───── Given entries ─────

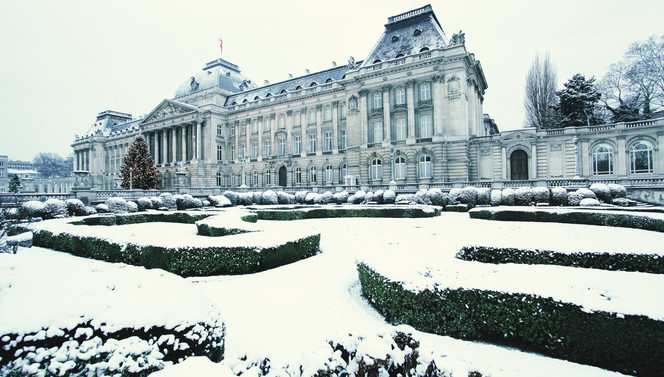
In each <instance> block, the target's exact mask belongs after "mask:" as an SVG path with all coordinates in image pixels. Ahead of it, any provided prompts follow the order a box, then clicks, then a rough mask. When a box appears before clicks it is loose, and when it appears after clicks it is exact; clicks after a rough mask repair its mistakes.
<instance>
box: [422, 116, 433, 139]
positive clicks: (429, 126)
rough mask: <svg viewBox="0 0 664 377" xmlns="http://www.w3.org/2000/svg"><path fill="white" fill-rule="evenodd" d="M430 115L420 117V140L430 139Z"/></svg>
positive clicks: (430, 120) (430, 124)
mask: <svg viewBox="0 0 664 377" xmlns="http://www.w3.org/2000/svg"><path fill="white" fill-rule="evenodd" d="M431 134H432V132H431V114H425V115H420V138H426V137H431Z"/></svg>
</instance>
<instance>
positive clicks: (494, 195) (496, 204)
mask: <svg viewBox="0 0 664 377" xmlns="http://www.w3.org/2000/svg"><path fill="white" fill-rule="evenodd" d="M502 201H503V192H502V191H500V190H491V205H492V206H494V207H495V206H499V205H500V204H501V203H502Z"/></svg>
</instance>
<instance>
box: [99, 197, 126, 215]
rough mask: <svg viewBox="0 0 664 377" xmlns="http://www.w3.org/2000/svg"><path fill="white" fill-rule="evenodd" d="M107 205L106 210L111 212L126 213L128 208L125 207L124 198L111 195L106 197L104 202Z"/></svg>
mask: <svg viewBox="0 0 664 377" xmlns="http://www.w3.org/2000/svg"><path fill="white" fill-rule="evenodd" d="M104 203H105V204H106V206H107V207H108V210H109V211H111V212H112V213H127V212H129V208H128V207H127V201H126V200H124V198H118V197H112V198H108V199H106V202H104Z"/></svg>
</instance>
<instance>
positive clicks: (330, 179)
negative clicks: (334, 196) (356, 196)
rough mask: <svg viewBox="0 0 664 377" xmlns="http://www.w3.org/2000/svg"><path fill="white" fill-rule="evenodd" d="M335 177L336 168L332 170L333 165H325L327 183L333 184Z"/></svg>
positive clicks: (326, 182) (325, 172)
mask: <svg viewBox="0 0 664 377" xmlns="http://www.w3.org/2000/svg"><path fill="white" fill-rule="evenodd" d="M333 179H334V170H332V165H327V166H326V167H325V183H327V184H332V180H333Z"/></svg>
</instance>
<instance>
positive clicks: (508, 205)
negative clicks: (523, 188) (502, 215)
mask: <svg viewBox="0 0 664 377" xmlns="http://www.w3.org/2000/svg"><path fill="white" fill-rule="evenodd" d="M514 195H515V193H514V189H511V188H509V187H508V188H506V189H505V190H503V201H502V202H501V203H502V205H504V206H513V205H514Z"/></svg>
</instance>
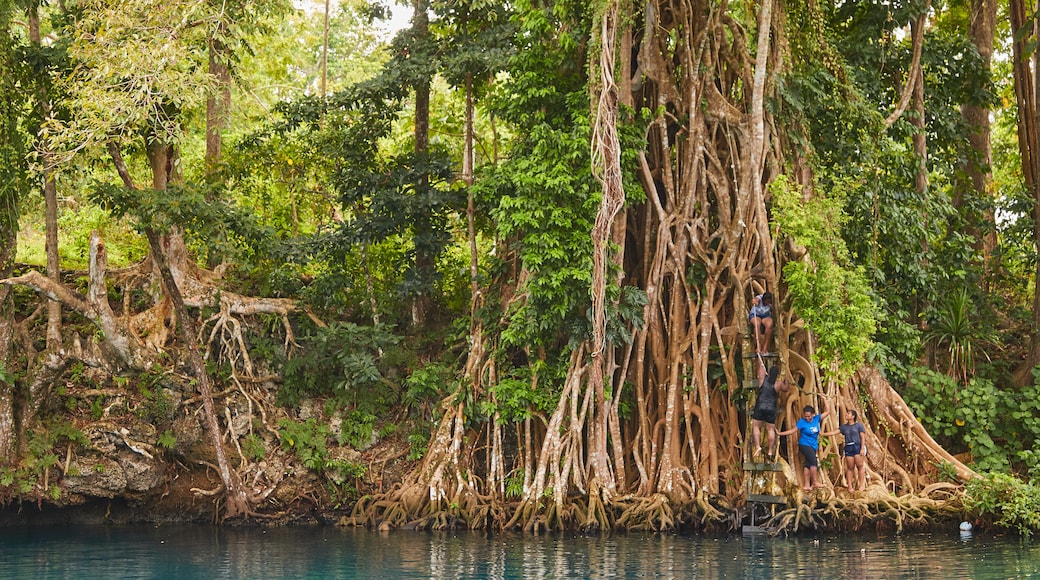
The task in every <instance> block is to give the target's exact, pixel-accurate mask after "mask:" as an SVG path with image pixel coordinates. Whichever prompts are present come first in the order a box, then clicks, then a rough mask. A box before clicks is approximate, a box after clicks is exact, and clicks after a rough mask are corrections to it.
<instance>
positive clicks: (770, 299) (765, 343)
mask: <svg viewBox="0 0 1040 580" xmlns="http://www.w3.org/2000/svg"><path fill="white" fill-rule="evenodd" d="M748 322H749V323H750V324H751V326H752V327H753V328H754V329H755V352H756V353H758V354H765V353H766V352H769V348H770V340H771V339H772V338H773V293H772V292H764V293H762V294H759V295H757V296H755V297H754V298H752V299H751V313H750V314H749V315H748Z"/></svg>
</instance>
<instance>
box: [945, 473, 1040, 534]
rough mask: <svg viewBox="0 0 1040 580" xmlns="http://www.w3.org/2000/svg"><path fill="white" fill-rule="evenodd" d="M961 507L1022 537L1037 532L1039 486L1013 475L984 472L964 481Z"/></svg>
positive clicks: (1038, 501) (1038, 519) (998, 525)
mask: <svg viewBox="0 0 1040 580" xmlns="http://www.w3.org/2000/svg"><path fill="white" fill-rule="evenodd" d="M964 506H965V507H966V508H967V509H968V510H970V511H974V512H977V513H978V515H979V516H980V517H983V518H987V519H993V522H994V523H995V524H996V525H998V526H1000V527H1004V528H1008V529H1011V530H1015V531H1017V532H1018V533H1020V534H1022V535H1032V534H1033V533H1034V532H1036V531H1040V487H1038V486H1036V485H1034V484H1033V483H1026V482H1023V481H1022V480H1020V479H1018V478H1017V477H1015V476H1013V475H1008V474H1005V473H988V474H985V475H983V476H982V477H979V478H976V479H972V480H970V481H968V483H967V486H966V490H965V498H964Z"/></svg>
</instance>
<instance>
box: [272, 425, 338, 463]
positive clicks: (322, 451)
mask: <svg viewBox="0 0 1040 580" xmlns="http://www.w3.org/2000/svg"><path fill="white" fill-rule="evenodd" d="M278 426H279V436H280V437H281V438H282V449H284V450H286V451H292V452H294V453H295V454H296V457H298V458H300V460H301V462H303V464H304V467H306V468H307V469H310V470H313V471H317V472H321V471H323V470H324V469H326V467H327V465H328V463H329V447H328V440H329V425H324V424H321V423H318V422H317V421H316V420H314V419H308V420H307V421H304V422H303V423H301V422H298V421H293V420H291V419H282V420H280V421H279V422H278Z"/></svg>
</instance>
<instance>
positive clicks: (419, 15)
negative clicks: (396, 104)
mask: <svg viewBox="0 0 1040 580" xmlns="http://www.w3.org/2000/svg"><path fill="white" fill-rule="evenodd" d="M412 7H413V9H414V12H413V15H412V30H413V32H414V34H415V37H416V39H417V41H418V42H419V43H426V42H430V16H428V15H427V9H428V8H430V1H428V0H413V3H412ZM430 83H431V77H430V76H428V75H425V74H420V78H418V79H416V82H415V86H414V88H415V133H414V136H415V154H416V155H415V156H416V159H417V160H419V162H421V163H425V160H424V159H425V156H426V154H427V153H428V152H430ZM428 185H430V178H428V177H427V176H425V175H422V176H420V177H419V180H418V183H417V184H416V189H417V193H418V194H424V190H425V189H426V187H428ZM423 230H428V228H423V226H422V225H421V220H420V221H419V222H418V223H417V225H416V234H420V233H425V232H424V231H423ZM433 271H434V257H433V256H431V255H430V253H428V252H426V251H423V249H422V248H421V247H416V252H415V273H416V275H418V276H420V281H421V286H420V290H419V292H418V294H417V295H416V296H415V297H414V300H413V302H412V324H413V325H416V326H417V325H419V324H421V323H423V321H424V320H425V318H426V315H427V314H428V310H430V295H428V291H427V290H426V289H425V287H424V286H425V283H426V276H427V275H431V274H432V273H433Z"/></svg>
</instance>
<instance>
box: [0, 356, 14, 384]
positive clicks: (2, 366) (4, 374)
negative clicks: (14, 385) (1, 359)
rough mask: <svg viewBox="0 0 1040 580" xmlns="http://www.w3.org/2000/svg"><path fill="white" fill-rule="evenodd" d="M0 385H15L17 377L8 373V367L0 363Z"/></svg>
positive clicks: (0, 362) (0, 361) (4, 364)
mask: <svg viewBox="0 0 1040 580" xmlns="http://www.w3.org/2000/svg"><path fill="white" fill-rule="evenodd" d="M0 383H2V384H4V385H8V386H10V385H15V375H14V374H11V373H9V372H7V365H5V364H4V362H3V361H0Z"/></svg>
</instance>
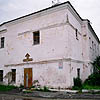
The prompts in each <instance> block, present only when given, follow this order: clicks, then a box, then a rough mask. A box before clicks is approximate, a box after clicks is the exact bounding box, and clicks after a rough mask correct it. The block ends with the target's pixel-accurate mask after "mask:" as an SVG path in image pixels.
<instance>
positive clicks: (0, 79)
mask: <svg viewBox="0 0 100 100" xmlns="http://www.w3.org/2000/svg"><path fill="white" fill-rule="evenodd" d="M1 71H2V72H1ZM1 82H3V70H0V83H1Z"/></svg>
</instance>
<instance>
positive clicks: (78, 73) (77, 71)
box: [77, 68, 80, 78]
mask: <svg viewBox="0 0 100 100" xmlns="http://www.w3.org/2000/svg"><path fill="white" fill-rule="evenodd" d="M77 77H78V78H80V68H77Z"/></svg>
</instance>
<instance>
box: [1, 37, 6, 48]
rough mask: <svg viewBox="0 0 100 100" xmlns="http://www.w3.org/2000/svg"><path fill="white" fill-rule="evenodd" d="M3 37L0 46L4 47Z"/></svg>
mask: <svg viewBox="0 0 100 100" xmlns="http://www.w3.org/2000/svg"><path fill="white" fill-rule="evenodd" d="M4 39H5V38H4V37H2V38H1V48H4Z"/></svg>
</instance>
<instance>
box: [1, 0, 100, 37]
mask: <svg viewBox="0 0 100 100" xmlns="http://www.w3.org/2000/svg"><path fill="white" fill-rule="evenodd" d="M65 1H67V0H60V2H65ZM69 1H70V2H71V4H72V5H73V6H74V8H75V9H76V11H77V12H78V13H79V15H80V16H81V17H82V18H83V19H89V20H90V21H91V25H92V27H93V29H94V30H95V32H96V34H97V35H98V37H99V39H100V0H69ZM51 5H52V0H0V24H1V23H3V22H5V21H8V20H12V19H15V18H17V17H21V16H23V15H26V14H30V13H33V12H34V11H38V10H41V9H43V8H47V7H50V6H51Z"/></svg>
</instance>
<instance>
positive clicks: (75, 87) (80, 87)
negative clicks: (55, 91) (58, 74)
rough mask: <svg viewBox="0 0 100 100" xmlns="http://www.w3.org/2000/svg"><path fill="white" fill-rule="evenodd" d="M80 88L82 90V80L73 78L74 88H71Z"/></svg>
mask: <svg viewBox="0 0 100 100" xmlns="http://www.w3.org/2000/svg"><path fill="white" fill-rule="evenodd" d="M81 88H82V80H81V79H80V78H79V77H77V78H74V86H73V89H76V90H79V89H81Z"/></svg>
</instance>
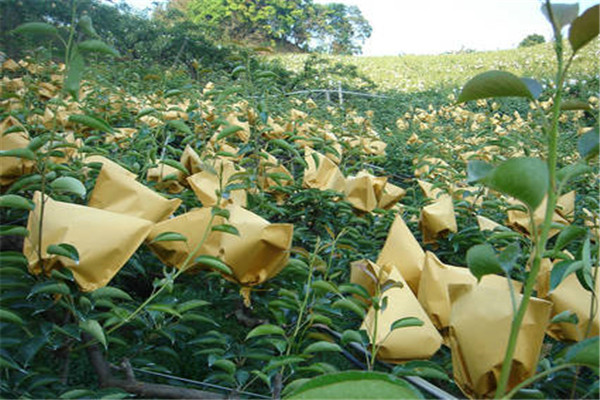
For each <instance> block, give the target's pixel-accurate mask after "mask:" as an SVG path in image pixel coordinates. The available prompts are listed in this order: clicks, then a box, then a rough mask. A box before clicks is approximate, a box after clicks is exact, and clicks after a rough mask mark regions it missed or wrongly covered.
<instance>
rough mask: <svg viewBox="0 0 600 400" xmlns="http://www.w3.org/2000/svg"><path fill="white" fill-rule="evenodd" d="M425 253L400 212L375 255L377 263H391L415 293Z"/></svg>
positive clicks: (415, 293)
mask: <svg viewBox="0 0 600 400" xmlns="http://www.w3.org/2000/svg"><path fill="white" fill-rule="evenodd" d="M424 262H425V253H424V252H423V249H422V248H421V245H419V242H417V239H415V237H414V236H413V234H412V232H411V231H410V229H408V226H406V224H405V223H404V220H403V219H402V216H400V214H397V215H396V218H395V219H394V222H393V223H392V226H391V227H390V231H389V232H388V236H387V239H386V240H385V244H384V245H383V248H382V249H381V252H380V253H379V256H378V257H377V265H380V266H382V267H385V266H387V265H393V266H394V267H395V268H396V269H398V271H399V272H400V274H401V275H402V277H403V278H404V279H406V282H407V283H408V286H409V287H410V288H411V290H412V291H413V293H415V294H417V291H418V289H419V279H421V270H422V269H423V263H424Z"/></svg>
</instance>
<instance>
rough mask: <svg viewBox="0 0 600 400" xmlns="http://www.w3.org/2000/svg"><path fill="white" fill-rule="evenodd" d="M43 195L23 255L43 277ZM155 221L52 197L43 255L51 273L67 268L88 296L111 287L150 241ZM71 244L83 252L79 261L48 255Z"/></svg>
mask: <svg viewBox="0 0 600 400" xmlns="http://www.w3.org/2000/svg"><path fill="white" fill-rule="evenodd" d="M41 199H42V195H41V193H40V192H36V193H35V194H34V196H33V201H34V204H35V209H34V210H33V211H31V212H30V213H29V219H28V221H27V229H28V230H29V232H30V235H29V239H28V240H25V243H24V245H23V254H25V256H26V257H27V259H28V260H29V270H30V271H31V272H32V273H34V274H39V273H41V272H42V267H41V260H40V259H39V258H38V248H39V247H40V243H39V227H40V223H39V222H40V212H41ZM152 225H153V224H152V222H150V221H148V220H145V219H141V218H136V217H132V216H128V215H123V214H117V213H114V212H110V211H105V210H99V209H97V208H91V207H85V206H81V205H77V204H69V203H63V202H59V201H54V200H52V199H51V198H49V197H46V202H45V204H44V219H43V223H42V229H43V232H42V243H41V255H42V260H43V263H44V270H45V271H46V272H48V271H50V270H52V269H53V268H59V267H66V268H68V269H70V270H71V271H72V272H73V277H74V278H75V281H76V282H77V284H78V285H79V286H80V287H81V289H82V290H83V291H86V292H87V291H92V290H96V289H98V288H101V287H103V286H105V285H106V284H107V283H108V282H109V281H110V280H111V279H112V277H113V276H114V275H115V274H116V273H117V272H118V271H119V270H120V269H121V267H122V266H123V265H124V264H125V263H126V262H127V260H128V259H129V258H130V257H131V255H132V254H133V253H134V252H135V250H136V249H137V248H138V247H139V246H140V244H141V243H142V242H143V241H144V239H145V238H146V236H147V235H148V233H149V232H150V229H151V228H152ZM63 243H65V244H70V245H72V246H75V248H76V249H77V251H78V253H79V262H76V261H75V260H72V259H70V258H67V257H62V256H57V255H53V254H48V253H47V251H46V249H47V248H48V246H50V245H53V244H54V245H57V244H63Z"/></svg>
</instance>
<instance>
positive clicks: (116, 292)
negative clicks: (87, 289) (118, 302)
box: [90, 286, 133, 301]
mask: <svg viewBox="0 0 600 400" xmlns="http://www.w3.org/2000/svg"><path fill="white" fill-rule="evenodd" d="M90 295H91V296H92V299H94V300H98V299H104V298H111V299H119V300H125V301H133V299H132V298H131V296H130V295H129V294H128V293H127V292H125V291H124V290H122V289H119V288H116V287H113V286H104V287H101V288H99V289H96V290H94V291H93V292H90Z"/></svg>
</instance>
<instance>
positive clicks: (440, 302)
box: [418, 251, 522, 334]
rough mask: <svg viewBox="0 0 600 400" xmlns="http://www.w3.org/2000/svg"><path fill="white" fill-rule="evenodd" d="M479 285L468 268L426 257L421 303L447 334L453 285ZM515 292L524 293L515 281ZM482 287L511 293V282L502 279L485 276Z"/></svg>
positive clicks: (423, 276)
mask: <svg viewBox="0 0 600 400" xmlns="http://www.w3.org/2000/svg"><path fill="white" fill-rule="evenodd" d="M456 284H465V285H477V279H476V278H475V277H474V276H473V274H471V272H470V271H469V269H468V268H464V267H457V266H454V265H448V264H444V263H443V262H441V261H440V260H439V259H438V258H437V257H436V255H435V254H433V253H432V252H430V251H428V252H426V253H425V263H424V265H423V272H422V273H421V281H420V283H419V295H418V299H419V302H420V303H421V305H422V306H423V308H424V309H425V311H427V314H428V315H429V317H430V318H431V321H432V322H433V324H434V325H435V327H436V328H438V329H439V330H441V331H442V333H443V334H446V332H445V330H447V328H448V326H449V325H450V309H451V306H450V293H449V288H450V285H456ZM512 284H513V287H514V289H515V291H516V292H517V293H518V292H519V291H520V290H521V286H522V285H521V283H520V282H517V281H512ZM479 285H482V286H488V287H493V288H496V289H499V290H502V291H508V280H507V279H506V278H505V277H503V276H499V275H485V276H484V277H483V278H482V279H481V281H480V282H479Z"/></svg>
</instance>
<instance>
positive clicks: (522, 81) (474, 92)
mask: <svg viewBox="0 0 600 400" xmlns="http://www.w3.org/2000/svg"><path fill="white" fill-rule="evenodd" d="M513 96H515V97H526V98H528V99H531V100H533V99H534V95H533V94H532V93H531V91H530V90H529V88H528V86H527V84H526V83H525V82H523V80H521V79H520V78H519V77H517V76H515V75H513V74H511V73H510V72H506V71H487V72H484V73H482V74H479V75H477V76H475V77H474V78H472V79H471V80H470V81H468V82H467V83H466V84H465V86H464V87H463V90H462V91H461V93H460V95H459V96H458V102H459V103H463V102H465V101H470V100H478V99H486V98H489V97H513Z"/></svg>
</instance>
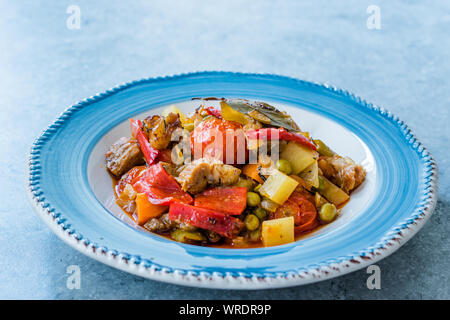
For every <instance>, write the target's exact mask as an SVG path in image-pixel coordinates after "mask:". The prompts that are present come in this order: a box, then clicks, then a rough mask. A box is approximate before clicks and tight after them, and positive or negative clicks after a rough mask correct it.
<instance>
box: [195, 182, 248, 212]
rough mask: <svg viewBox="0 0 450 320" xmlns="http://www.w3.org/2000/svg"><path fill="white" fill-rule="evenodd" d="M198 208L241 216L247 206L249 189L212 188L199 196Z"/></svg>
mask: <svg viewBox="0 0 450 320" xmlns="http://www.w3.org/2000/svg"><path fill="white" fill-rule="evenodd" d="M194 205H195V206H196V207H200V208H205V209H210V210H215V211H221V212H224V213H228V214H231V215H240V214H241V213H242V212H243V211H244V210H245V207H246V206H247V188H244V187H231V188H212V189H208V190H205V191H203V192H202V193H200V194H197V195H196V196H195V199H194Z"/></svg>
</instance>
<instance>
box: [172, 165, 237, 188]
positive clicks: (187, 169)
mask: <svg viewBox="0 0 450 320" xmlns="http://www.w3.org/2000/svg"><path fill="white" fill-rule="evenodd" d="M240 174H241V170H240V169H238V168H236V167H233V166H232V165H228V164H223V163H222V162H212V161H208V160H205V159H198V160H196V161H193V162H192V163H190V164H188V165H186V166H185V167H184V168H183V169H182V170H181V172H180V174H179V175H178V177H176V178H175V179H177V181H178V183H179V184H180V185H181V188H182V189H183V190H184V191H187V192H189V193H192V194H197V193H200V192H202V191H203V190H205V189H206V187H207V186H208V185H214V186H223V185H232V184H234V183H236V182H237V180H238V179H239V175H240Z"/></svg>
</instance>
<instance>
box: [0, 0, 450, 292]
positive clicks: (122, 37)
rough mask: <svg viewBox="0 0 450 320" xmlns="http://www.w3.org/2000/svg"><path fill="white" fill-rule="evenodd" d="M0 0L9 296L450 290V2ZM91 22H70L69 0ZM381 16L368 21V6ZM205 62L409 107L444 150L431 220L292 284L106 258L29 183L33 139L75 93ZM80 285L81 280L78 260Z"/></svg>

─────

**Exercise**. After reading the entries above, report the number of lines that include the string "pixels". Give no other text.

**Solution below**. 2